═══ GIVEN ENTRIES

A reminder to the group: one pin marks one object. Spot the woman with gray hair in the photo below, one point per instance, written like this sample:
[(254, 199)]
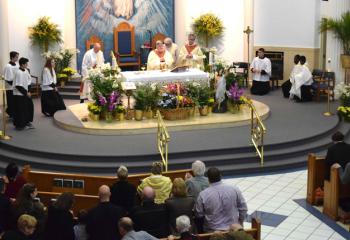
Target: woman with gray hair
[(183, 226), (197, 183)]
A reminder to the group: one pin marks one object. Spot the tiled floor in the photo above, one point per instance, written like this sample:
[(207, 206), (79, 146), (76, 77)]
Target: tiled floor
[(279, 200)]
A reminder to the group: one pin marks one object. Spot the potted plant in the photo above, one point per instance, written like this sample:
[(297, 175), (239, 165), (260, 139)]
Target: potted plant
[(341, 29), (203, 98), (208, 26), (45, 33), (235, 98), (94, 111)]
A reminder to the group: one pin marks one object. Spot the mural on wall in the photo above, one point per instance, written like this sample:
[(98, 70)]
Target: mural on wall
[(99, 17)]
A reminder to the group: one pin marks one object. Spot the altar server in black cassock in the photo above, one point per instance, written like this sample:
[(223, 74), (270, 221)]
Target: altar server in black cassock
[(51, 100), (23, 104), (9, 74)]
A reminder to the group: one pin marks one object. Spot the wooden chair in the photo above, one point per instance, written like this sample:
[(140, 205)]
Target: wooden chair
[(333, 192), (315, 178), (254, 231), (124, 45), (92, 40), (324, 84), (156, 37)]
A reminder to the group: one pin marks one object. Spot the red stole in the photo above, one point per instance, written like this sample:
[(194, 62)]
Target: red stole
[(190, 48)]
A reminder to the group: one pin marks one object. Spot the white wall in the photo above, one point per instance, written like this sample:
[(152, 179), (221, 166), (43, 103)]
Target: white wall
[(230, 46), (24, 13), (288, 23)]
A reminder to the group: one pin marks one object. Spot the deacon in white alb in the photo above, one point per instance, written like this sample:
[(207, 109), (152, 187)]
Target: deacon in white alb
[(159, 58), (191, 54), (93, 58), (261, 69), (23, 112), (51, 100), (9, 74)]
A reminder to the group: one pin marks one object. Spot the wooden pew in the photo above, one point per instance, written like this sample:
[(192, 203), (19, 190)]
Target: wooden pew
[(333, 191), (315, 177), (255, 231), (45, 180)]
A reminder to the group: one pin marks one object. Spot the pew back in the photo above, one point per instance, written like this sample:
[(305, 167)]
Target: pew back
[(315, 177)]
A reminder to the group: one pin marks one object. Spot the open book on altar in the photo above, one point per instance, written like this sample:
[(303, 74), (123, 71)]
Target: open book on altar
[(183, 68)]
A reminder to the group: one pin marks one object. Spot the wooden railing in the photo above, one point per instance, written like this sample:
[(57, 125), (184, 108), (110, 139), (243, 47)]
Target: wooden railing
[(163, 139), (257, 130)]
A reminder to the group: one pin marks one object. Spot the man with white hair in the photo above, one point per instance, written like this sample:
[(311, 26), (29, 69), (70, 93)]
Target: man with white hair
[(123, 192), (191, 54), (159, 58), (93, 58), (197, 183), (172, 49), (102, 220)]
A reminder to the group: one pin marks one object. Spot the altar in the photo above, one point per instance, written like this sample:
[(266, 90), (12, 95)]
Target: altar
[(157, 76)]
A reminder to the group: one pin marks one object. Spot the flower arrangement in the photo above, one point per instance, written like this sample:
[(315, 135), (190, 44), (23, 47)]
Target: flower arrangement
[(45, 33), (208, 26), (94, 108)]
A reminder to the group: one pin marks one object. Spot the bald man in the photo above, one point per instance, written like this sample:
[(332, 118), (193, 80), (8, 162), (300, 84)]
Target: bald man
[(126, 230), (102, 221), (93, 58)]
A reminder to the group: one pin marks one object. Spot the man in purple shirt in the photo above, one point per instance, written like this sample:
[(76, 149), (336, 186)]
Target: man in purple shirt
[(220, 204)]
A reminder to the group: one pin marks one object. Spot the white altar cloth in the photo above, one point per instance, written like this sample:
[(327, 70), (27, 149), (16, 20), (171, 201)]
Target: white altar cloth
[(157, 76)]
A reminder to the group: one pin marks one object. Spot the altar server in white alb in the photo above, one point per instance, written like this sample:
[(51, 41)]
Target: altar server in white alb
[(191, 54), (93, 58), (23, 111), (172, 48), (159, 58), (9, 74), (51, 100), (261, 69), (301, 83)]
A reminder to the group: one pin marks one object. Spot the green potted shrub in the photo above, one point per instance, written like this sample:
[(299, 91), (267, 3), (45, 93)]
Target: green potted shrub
[(341, 29)]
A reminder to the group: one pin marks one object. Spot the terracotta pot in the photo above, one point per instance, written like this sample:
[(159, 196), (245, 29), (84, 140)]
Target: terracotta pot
[(345, 60), (203, 111), (138, 115), (94, 117)]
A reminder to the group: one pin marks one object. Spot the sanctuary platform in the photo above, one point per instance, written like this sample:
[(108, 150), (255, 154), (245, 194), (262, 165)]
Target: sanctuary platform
[(293, 131), (72, 120)]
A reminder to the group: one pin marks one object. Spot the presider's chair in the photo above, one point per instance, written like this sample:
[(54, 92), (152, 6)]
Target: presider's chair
[(124, 45)]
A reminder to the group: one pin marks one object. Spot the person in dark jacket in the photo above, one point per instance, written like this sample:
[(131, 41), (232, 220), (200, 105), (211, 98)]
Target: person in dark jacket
[(60, 223), (179, 203), (339, 153), (123, 192), (102, 220)]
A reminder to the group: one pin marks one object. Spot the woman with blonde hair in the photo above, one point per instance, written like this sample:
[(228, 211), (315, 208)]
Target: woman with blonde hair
[(179, 203)]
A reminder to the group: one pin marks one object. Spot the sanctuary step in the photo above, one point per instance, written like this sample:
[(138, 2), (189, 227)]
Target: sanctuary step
[(71, 89)]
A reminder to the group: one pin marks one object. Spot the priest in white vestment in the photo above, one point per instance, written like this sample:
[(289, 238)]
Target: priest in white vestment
[(9, 75), (173, 49), (159, 58), (93, 58), (261, 69), (191, 54), (301, 80)]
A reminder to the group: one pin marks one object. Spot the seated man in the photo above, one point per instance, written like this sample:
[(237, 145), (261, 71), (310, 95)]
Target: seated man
[(172, 49), (191, 54), (151, 217), (162, 185), (220, 205), (261, 69), (126, 230), (339, 153), (159, 58), (301, 83)]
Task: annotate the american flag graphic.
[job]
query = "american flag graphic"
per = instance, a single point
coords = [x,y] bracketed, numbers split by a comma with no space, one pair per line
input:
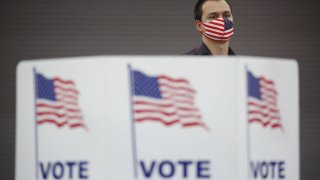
[57,103]
[165,100]
[219,29]
[262,102]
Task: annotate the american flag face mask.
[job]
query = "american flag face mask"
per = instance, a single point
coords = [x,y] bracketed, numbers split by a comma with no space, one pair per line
[219,29]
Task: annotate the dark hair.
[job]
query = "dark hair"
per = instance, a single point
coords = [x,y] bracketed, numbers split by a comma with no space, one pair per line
[198,8]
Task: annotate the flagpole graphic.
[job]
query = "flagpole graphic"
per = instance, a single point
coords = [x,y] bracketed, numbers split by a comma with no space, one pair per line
[36,124]
[133,130]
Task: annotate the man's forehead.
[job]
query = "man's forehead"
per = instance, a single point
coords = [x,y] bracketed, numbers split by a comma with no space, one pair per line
[215,6]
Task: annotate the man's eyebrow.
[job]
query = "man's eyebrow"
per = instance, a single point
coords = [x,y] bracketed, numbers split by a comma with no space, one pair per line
[213,13]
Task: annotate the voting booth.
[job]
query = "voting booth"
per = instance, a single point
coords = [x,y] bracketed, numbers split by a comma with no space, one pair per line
[157,117]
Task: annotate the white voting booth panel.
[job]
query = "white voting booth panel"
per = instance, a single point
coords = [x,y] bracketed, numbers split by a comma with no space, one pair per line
[157,117]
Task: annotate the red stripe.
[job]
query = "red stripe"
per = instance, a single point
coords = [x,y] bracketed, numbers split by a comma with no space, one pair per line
[223,34]
[257,120]
[68,96]
[140,102]
[57,107]
[190,124]
[213,27]
[64,101]
[51,121]
[277,125]
[266,80]
[268,89]
[78,125]
[190,116]
[264,107]
[265,124]
[173,80]
[269,97]
[178,88]
[187,109]
[173,94]
[170,123]
[216,37]
[67,89]
[264,114]
[156,111]
[190,102]
[63,81]
[58,115]
[215,24]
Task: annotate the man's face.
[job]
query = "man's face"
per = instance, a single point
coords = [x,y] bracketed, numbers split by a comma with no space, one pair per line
[215,9]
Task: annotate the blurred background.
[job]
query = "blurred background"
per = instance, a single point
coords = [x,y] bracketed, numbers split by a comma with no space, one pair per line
[46,29]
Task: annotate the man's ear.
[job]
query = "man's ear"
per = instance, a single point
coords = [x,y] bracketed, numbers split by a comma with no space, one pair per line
[198,26]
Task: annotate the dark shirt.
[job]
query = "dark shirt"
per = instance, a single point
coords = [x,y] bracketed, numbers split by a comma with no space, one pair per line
[203,50]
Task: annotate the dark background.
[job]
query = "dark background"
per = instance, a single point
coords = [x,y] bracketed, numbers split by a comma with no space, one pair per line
[60,28]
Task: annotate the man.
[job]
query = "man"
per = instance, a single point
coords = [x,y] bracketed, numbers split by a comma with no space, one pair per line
[214,21]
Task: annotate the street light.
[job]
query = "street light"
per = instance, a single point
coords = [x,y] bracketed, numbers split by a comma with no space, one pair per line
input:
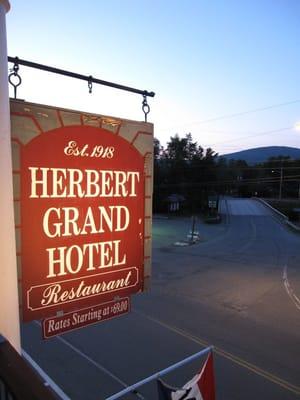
[280,182]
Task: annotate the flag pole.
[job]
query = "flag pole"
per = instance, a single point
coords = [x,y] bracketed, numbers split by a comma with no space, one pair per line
[157,375]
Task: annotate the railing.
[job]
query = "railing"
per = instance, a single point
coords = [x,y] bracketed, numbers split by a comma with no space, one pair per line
[18,381]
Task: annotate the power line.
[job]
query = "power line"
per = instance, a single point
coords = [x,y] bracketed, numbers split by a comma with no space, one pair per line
[254,135]
[238,114]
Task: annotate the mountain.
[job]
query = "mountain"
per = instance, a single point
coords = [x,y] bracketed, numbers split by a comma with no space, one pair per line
[262,154]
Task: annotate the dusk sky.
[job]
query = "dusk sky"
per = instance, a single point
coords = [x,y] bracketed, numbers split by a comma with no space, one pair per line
[225,70]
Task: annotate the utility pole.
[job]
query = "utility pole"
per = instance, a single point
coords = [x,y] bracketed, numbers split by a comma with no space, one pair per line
[9,302]
[281,181]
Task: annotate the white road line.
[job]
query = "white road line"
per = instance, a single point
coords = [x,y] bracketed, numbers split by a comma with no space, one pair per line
[94,363]
[289,289]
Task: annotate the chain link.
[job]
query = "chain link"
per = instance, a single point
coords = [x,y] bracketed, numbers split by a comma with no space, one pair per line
[14,78]
[90,84]
[145,107]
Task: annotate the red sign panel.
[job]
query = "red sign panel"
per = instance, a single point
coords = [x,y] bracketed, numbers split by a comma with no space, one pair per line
[87,316]
[82,220]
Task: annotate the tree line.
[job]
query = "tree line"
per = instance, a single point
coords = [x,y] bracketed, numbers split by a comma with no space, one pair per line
[185,169]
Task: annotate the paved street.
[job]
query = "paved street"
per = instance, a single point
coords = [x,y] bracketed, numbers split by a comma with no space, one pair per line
[237,289]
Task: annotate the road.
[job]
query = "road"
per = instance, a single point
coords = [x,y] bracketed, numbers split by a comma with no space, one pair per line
[237,289]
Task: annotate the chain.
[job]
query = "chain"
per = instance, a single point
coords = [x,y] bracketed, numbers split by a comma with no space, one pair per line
[90,84]
[14,78]
[145,107]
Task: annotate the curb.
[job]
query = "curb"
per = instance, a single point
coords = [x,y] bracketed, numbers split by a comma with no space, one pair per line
[279,214]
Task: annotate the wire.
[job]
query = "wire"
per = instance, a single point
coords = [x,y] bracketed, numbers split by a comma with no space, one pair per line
[238,114]
[254,135]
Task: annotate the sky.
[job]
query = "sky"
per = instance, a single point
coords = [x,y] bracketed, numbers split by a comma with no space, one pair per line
[226,71]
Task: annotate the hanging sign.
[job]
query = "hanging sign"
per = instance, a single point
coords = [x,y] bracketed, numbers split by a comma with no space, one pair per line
[84,207]
[68,322]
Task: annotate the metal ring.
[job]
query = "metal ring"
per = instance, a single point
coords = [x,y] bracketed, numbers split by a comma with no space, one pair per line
[15,85]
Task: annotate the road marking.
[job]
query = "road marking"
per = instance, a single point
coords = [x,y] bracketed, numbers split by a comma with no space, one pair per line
[46,377]
[94,363]
[289,289]
[251,367]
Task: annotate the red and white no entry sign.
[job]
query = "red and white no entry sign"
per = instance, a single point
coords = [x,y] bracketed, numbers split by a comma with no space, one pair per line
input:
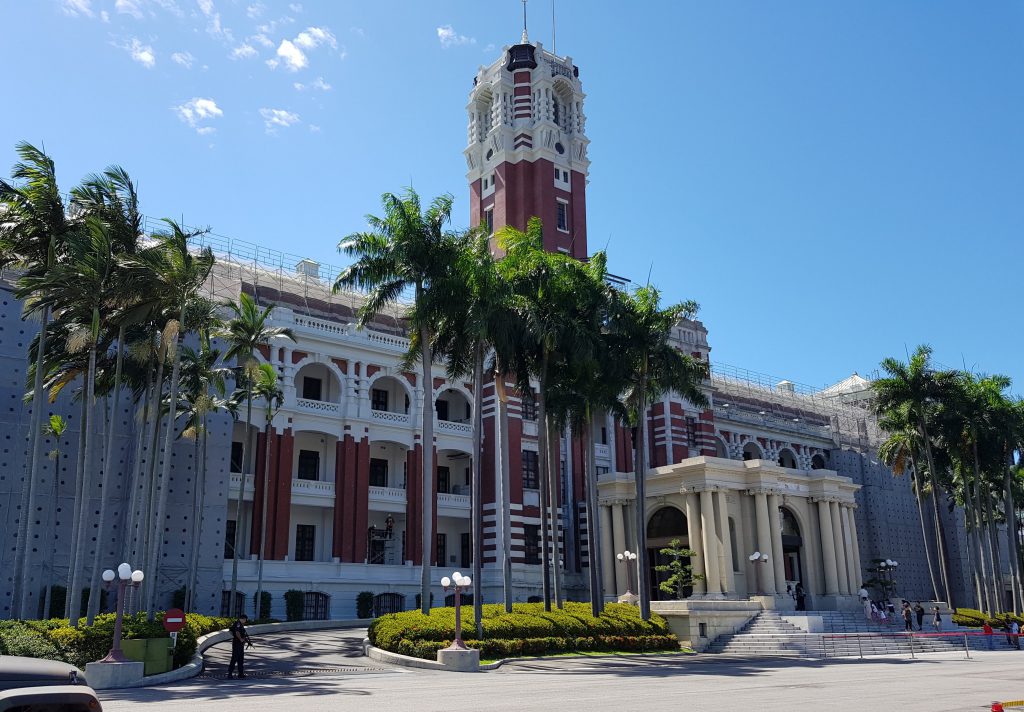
[174,620]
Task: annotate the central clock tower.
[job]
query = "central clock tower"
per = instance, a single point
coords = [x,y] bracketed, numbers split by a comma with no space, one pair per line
[526,150]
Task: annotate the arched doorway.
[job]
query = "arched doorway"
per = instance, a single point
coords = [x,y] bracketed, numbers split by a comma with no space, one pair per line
[793,545]
[665,525]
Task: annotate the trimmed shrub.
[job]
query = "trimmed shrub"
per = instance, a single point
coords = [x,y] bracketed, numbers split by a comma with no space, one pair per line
[295,604]
[365,604]
[528,630]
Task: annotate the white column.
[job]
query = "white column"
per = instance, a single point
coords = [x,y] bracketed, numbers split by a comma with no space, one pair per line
[710,543]
[619,536]
[607,551]
[775,521]
[695,540]
[827,548]
[725,543]
[764,574]
[844,574]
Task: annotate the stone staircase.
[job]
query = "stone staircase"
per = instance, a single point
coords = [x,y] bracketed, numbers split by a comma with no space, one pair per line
[844,634]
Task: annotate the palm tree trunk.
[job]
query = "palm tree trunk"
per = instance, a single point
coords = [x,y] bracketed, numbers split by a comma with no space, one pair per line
[268,430]
[476,489]
[238,504]
[542,464]
[427,482]
[75,590]
[593,555]
[104,487]
[643,584]
[23,561]
[924,533]
[503,510]
[938,519]
[165,475]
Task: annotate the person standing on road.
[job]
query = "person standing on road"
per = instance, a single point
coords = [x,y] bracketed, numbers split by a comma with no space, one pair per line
[919,610]
[240,638]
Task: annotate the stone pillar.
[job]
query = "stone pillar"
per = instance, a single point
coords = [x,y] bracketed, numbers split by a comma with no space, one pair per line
[725,544]
[766,572]
[827,548]
[844,574]
[710,543]
[607,551]
[693,534]
[859,577]
[775,521]
[619,536]
[852,564]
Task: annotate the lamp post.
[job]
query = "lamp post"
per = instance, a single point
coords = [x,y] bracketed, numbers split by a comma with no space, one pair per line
[126,578]
[628,557]
[458,583]
[758,557]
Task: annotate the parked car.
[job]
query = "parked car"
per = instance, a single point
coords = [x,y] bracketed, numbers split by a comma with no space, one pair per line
[31,684]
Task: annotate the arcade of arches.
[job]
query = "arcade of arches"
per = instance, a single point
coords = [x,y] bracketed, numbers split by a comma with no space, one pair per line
[725,510]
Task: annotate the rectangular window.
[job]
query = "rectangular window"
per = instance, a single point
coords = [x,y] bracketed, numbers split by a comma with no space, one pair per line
[532,544]
[467,550]
[529,469]
[305,542]
[441,550]
[308,464]
[229,529]
[378,472]
[563,216]
[311,388]
[237,453]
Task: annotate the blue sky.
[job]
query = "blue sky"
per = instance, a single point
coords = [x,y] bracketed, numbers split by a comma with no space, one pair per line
[833,181]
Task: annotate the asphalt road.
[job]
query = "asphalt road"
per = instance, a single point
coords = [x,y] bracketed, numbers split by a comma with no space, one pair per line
[325,671]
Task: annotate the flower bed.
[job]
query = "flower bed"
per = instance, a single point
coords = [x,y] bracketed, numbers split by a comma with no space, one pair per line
[55,639]
[528,630]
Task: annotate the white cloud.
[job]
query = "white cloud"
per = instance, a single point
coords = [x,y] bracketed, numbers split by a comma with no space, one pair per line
[313,37]
[128,7]
[293,57]
[142,53]
[278,118]
[198,112]
[183,58]
[77,7]
[245,51]
[449,37]
[317,84]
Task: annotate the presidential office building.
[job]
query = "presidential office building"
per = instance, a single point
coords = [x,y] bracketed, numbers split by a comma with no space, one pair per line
[770,466]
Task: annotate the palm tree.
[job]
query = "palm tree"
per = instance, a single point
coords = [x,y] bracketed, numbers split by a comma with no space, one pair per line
[408,248]
[247,330]
[916,387]
[267,389]
[34,225]
[177,275]
[642,330]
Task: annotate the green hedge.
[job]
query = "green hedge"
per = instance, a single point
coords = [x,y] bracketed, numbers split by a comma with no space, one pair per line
[55,639]
[528,630]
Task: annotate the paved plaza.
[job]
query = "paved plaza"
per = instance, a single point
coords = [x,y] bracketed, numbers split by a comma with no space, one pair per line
[326,670]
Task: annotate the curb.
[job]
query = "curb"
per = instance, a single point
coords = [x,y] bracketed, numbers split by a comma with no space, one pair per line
[195,666]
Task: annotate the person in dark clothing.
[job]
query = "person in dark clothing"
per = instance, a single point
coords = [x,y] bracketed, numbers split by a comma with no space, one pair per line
[240,638]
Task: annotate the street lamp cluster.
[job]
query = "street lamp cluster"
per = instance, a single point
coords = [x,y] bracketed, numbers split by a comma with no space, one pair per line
[127,578]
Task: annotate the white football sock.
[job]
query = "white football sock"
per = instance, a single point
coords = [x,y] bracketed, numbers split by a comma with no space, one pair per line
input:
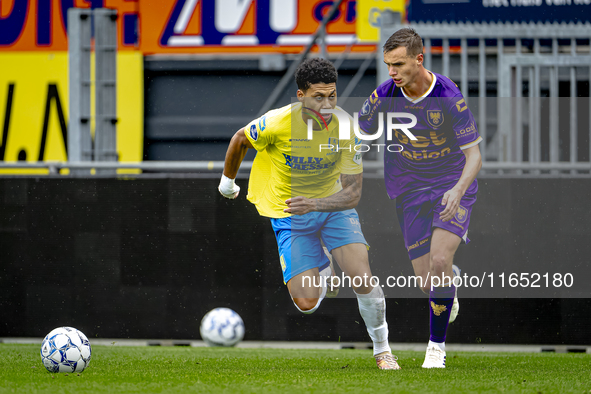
[440,345]
[372,307]
[323,273]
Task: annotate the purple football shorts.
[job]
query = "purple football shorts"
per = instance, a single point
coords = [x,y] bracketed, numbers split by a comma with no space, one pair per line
[418,213]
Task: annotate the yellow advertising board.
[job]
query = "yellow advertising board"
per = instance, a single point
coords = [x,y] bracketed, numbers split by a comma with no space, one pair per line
[34,107]
[369,16]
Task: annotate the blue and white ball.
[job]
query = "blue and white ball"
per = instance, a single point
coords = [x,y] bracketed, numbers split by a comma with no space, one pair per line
[222,327]
[65,349]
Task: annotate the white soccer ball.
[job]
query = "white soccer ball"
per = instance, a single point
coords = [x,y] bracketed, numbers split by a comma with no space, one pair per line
[65,349]
[222,327]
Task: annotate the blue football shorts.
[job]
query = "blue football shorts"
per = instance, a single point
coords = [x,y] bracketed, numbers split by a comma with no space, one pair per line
[299,239]
[418,213]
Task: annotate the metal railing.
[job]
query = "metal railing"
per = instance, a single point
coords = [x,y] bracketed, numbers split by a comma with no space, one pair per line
[523,62]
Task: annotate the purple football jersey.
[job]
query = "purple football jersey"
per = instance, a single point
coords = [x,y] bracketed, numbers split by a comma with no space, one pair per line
[444,127]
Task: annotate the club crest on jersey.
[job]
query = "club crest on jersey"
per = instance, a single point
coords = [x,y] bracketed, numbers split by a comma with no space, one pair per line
[263,123]
[462,214]
[365,109]
[254,134]
[435,118]
[438,309]
[374,97]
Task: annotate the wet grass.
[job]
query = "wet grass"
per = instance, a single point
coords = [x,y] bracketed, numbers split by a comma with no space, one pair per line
[118,369]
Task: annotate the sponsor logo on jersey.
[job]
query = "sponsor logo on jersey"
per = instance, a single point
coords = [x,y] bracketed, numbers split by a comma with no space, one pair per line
[435,118]
[468,130]
[307,163]
[462,214]
[461,105]
[254,134]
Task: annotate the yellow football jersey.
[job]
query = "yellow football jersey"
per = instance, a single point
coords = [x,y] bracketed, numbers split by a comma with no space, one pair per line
[288,164]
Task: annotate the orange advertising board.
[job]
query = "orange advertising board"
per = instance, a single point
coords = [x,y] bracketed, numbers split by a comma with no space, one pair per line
[185,26]
[215,26]
[41,25]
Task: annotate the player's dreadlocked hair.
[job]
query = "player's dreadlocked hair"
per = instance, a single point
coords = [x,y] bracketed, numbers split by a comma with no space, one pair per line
[315,70]
[406,37]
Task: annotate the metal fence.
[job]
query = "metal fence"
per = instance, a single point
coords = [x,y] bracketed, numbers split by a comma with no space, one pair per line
[512,75]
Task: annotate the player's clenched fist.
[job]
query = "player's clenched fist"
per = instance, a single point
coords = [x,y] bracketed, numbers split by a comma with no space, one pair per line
[228,188]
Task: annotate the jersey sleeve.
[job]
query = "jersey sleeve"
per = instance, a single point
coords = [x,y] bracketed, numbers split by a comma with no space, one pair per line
[259,133]
[368,116]
[351,162]
[463,122]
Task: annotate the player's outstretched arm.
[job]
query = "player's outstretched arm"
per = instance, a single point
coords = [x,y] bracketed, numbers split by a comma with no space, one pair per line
[237,149]
[452,197]
[345,199]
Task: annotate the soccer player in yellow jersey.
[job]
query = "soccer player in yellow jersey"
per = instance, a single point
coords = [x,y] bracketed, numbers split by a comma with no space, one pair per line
[308,182]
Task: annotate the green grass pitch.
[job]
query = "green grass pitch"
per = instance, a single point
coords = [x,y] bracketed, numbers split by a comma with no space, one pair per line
[118,369]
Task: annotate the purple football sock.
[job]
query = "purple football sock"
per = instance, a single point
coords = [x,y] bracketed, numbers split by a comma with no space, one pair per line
[441,300]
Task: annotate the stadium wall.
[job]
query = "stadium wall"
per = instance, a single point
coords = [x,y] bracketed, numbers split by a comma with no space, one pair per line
[148,257]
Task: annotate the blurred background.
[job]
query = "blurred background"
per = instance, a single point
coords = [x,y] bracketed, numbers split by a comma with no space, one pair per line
[116,116]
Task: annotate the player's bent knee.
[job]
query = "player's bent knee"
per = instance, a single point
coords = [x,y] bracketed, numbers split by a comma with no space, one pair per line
[306,305]
[438,263]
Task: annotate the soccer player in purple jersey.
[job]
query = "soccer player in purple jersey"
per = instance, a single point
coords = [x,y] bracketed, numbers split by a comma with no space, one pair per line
[433,179]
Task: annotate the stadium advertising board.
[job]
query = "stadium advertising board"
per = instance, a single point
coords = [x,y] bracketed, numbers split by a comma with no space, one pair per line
[34,107]
[40,25]
[214,26]
[34,80]
[499,10]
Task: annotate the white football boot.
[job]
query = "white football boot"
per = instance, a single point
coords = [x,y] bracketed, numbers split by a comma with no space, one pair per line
[387,361]
[434,358]
[455,309]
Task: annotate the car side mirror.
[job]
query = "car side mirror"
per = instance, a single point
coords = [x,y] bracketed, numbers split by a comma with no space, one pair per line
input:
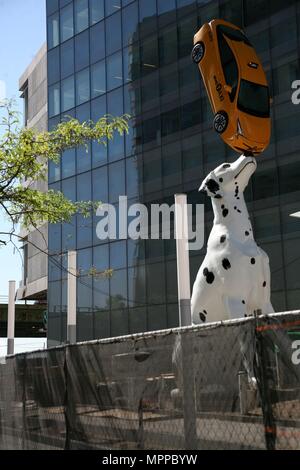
[228,88]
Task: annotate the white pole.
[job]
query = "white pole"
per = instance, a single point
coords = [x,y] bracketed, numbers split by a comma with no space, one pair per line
[71,308]
[183,262]
[11,317]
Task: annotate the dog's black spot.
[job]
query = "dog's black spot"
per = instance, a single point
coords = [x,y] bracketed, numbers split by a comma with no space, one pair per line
[210,277]
[226,263]
[202,317]
[225,212]
[212,185]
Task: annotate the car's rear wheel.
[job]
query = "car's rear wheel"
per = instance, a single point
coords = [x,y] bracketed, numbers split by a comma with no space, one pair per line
[221,122]
[198,52]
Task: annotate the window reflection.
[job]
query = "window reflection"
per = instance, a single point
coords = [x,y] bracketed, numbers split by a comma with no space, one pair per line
[66,23]
[82,86]
[67,94]
[113,33]
[98,79]
[96,10]
[67,58]
[114,71]
[54,100]
[53,31]
[81,15]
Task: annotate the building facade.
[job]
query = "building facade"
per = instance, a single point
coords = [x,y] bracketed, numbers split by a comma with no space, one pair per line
[115,57]
[33,88]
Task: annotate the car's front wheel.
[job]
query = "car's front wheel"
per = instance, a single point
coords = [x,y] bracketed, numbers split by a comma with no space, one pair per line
[221,122]
[198,52]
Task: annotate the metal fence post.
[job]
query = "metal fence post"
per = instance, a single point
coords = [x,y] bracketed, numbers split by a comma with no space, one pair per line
[262,376]
[185,319]
[72,304]
[11,317]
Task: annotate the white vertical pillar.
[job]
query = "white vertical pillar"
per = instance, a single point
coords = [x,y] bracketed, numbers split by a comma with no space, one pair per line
[71,307]
[183,262]
[11,317]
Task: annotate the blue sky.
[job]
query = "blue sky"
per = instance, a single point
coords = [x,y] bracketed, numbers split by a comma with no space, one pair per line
[22,32]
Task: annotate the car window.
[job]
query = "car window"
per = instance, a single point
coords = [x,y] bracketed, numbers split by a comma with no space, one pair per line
[254,99]
[229,65]
[234,34]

══════

Repeat word for word the lines above, from the first entry through the line containing "the white wall", with both ends kept and the pictures dropped.

* _ANSWER_
A reminder to the group: one pin marks one object. Spot the woman with gray hair in the photo below, one point per instance, written like this sample:
[(254, 199)]
Target: woman with gray hair
[(183, 226), (197, 183)]
A reminder to the group: one pin marks one object. Spot the tiled floor in the photo above, one point per instance, written like this sample:
[(207, 206), (79, 146), (76, 77)]
Target: tiled floor
[(279, 200)]
A reminder to the group: one pin marks one object. Spot the potted plant in the photo above, one point per instance, written like this sample:
[(297, 175), (239, 165), (260, 139)]
Target: potted plant
[(341, 29), (203, 98), (208, 26), (45, 33), (235, 98), (94, 111)]
A reminder to the group: one pin marks one object. Spot the mural on wall in the photo above, one point per instance, written like this sample:
[(98, 70)]
Target: mural on wall
[(99, 17)]
A reminder to the group: one pin marks one object. Spot the altar server in black cassock in the photo above, one point per instance, written like this sample:
[(223, 74), (270, 221)]
Target: altar server in black cassock
[(51, 100), (23, 104), (9, 74)]
A reminder to the group: one pin marks one object. Spot the wooden chair in the photo above, one point per instance, written like this sample:
[(140, 205)]
Target: wooden chair
[(333, 192), (315, 178), (254, 231), (124, 45), (92, 40), (324, 84), (156, 37)]
A reminder to the group: one pin marks one object. Spot the red stole in the photo above, one point per instance, written like this sample:
[(194, 62)]
Target: red stole
[(190, 48)]
A reminder to the group: one pin marks one object. Spot the white wall in the photo above, one point per instance, written like this sample:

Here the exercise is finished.